Personal information
- Full name: Catriona Li Bisset
- Born: 1 March 1994 (age 32) Newcastle, New South Wales, Australia
- Education: University of Melbourne
- Height: 1.69 m (5 ft 7 in)

Sport
- Country: Australia
- Sport: Athletics
- Event: Middle-distance running
- Coached by: Trevor Painter & Jenny Meadows (2024–) Ned Brophy-Williams (2021–24) Peter Fortune (2017–21)

Achievements and titles
- Personal bests: 800 m: 1:57.78 AR (London 2023); Indoors; 800 m: 1:59.46 i AR (Birmingham 2022);

Medal record
Women's athletics
Representing Australia
Summer Universiade
| Gold medal – first place | 2019 Naples | 800 m |
Oceania Championships
| Gold medal – first place | 2019 Townsville | 800 m |
World Relays
| Silver medal – second place | 2019 Yokohama | Mixed 2×2×400 m |

= Catriona Bisset =

Australian middle-distance runner

Catriona Li Bisset (born 1 March 1994) is an Australian middle-distance runner who specialises in the 800 metres. She holds the Oceanian record for both indoors and outdoors in the event, and won the gold medal at the 2019 Universiade. Bisset has four individual Australian national titles.

### COMPLETE THE FOLLOWING
• 1. Using the Catriona Bisset profile, answer each question:
(a) In which city was she born?
(b) Who coached her from 2017 to 2021?
(c) In which city and year did she set her outdoor 800 m personal best?
• 2. Extend the Catriona Bisset profile with the next paragraph, starting after its final sentence.
The rows that follow are separate from the profile above.

### SUPPLIED ENTRIES
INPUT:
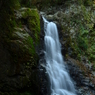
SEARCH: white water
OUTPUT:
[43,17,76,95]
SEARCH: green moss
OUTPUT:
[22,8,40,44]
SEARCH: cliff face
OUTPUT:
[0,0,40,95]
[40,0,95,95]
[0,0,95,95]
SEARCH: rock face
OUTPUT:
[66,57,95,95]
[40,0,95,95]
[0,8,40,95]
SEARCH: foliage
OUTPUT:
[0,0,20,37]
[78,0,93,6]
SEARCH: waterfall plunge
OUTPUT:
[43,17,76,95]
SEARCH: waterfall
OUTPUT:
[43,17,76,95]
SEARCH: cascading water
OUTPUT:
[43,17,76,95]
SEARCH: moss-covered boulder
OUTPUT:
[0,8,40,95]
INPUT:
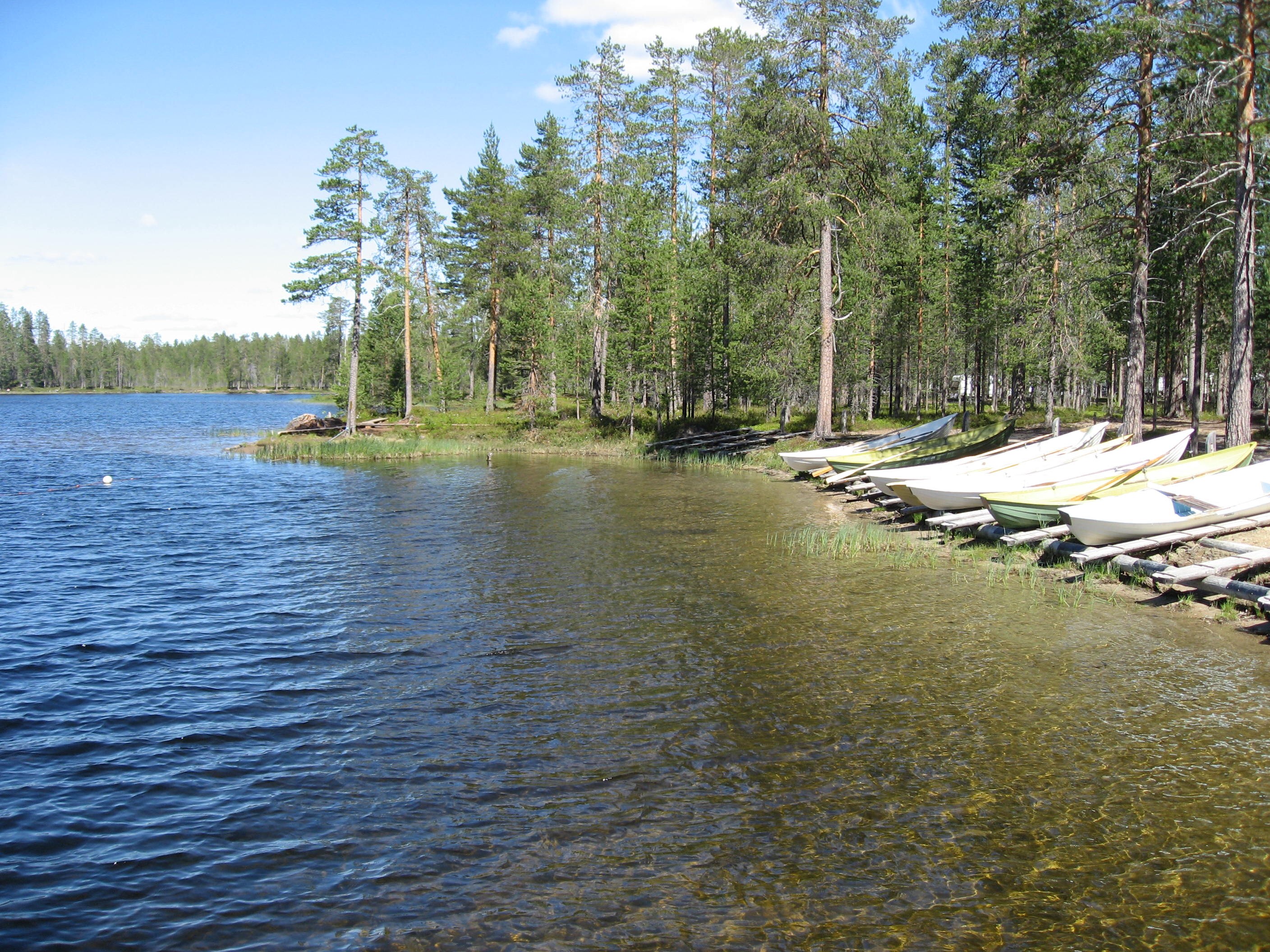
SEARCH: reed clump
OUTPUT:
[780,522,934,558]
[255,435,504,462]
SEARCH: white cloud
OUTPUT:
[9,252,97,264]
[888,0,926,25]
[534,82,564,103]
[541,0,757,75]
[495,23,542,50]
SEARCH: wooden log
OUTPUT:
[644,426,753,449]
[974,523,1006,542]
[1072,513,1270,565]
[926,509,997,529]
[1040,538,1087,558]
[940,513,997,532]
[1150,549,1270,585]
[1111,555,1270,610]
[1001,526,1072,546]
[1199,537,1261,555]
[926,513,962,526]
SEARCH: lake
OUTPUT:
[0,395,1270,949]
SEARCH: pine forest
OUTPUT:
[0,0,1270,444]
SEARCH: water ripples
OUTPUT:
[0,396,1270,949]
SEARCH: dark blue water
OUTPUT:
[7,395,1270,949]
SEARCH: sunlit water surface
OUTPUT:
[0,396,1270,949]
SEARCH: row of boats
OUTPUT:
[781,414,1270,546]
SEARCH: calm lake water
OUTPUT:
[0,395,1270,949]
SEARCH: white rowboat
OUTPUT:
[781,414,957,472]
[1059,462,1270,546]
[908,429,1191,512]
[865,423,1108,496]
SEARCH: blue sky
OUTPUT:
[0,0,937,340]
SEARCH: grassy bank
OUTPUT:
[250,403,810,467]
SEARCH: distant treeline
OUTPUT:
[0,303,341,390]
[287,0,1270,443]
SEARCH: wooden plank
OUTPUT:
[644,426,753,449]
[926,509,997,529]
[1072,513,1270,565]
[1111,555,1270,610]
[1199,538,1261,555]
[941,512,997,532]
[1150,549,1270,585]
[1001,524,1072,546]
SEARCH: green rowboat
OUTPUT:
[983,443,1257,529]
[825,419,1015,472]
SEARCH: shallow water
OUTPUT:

### EXPECTED RESPONSES
• 1.
(a) Newcastle, New South Wales, Australia
(b) Peter Fortune
(c) London, 2023

• 2.
==Career==
===Early years===
Born in Newcastle and raised in Canberra, Bisset participated in Little Athletics from age six. She displayed potential as a youth, but withdrew from competition for several years as she improved her mental health. During her undergraduate studies at the University of New South Wales, she began training with University of Sydney head coach Dean Gleeson. She resumed racing in 2016. The following year, Bisset moved from Sydney to Melbourne, and Gleeson introduced her to Peter Fortune, best known as the coach of 400-metre sprinter Cathy Freeman.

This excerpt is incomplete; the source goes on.